■ **EXERCISE DIRECTIONS**
An exact reproduction of the data below is the required answer.
- - -
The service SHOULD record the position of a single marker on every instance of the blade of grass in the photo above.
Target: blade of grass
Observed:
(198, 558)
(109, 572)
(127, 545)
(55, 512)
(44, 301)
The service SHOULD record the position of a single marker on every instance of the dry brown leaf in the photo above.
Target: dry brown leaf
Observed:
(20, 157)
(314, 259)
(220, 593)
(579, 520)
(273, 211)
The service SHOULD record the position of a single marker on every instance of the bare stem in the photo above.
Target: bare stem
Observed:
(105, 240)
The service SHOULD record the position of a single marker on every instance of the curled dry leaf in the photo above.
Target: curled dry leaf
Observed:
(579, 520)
- - -
■ **RESPONSE TO THIS TASK**
The service SHOULD record the position of a single marker on every instance of the blade of grass in the photo above.
Target: blade of grass
Observed:
(198, 558)
(109, 572)
(127, 545)
(55, 512)
(44, 301)
The service SHOULD record the position of a single marker on every instance of the dry brown leaf in the photo above.
Target: dry brown leaf
Observed:
(20, 157)
(314, 259)
(220, 593)
(579, 520)
(273, 211)
The service SHOULD record the position of a single marker on every instance of the bare stem in the photo above.
Target: bare stem
Observed:
(105, 240)
The service SHOULD record the position of a single marker on every instance of the curled dry leaf in the photo above.
Target: curled dry leaf
Observed:
(579, 520)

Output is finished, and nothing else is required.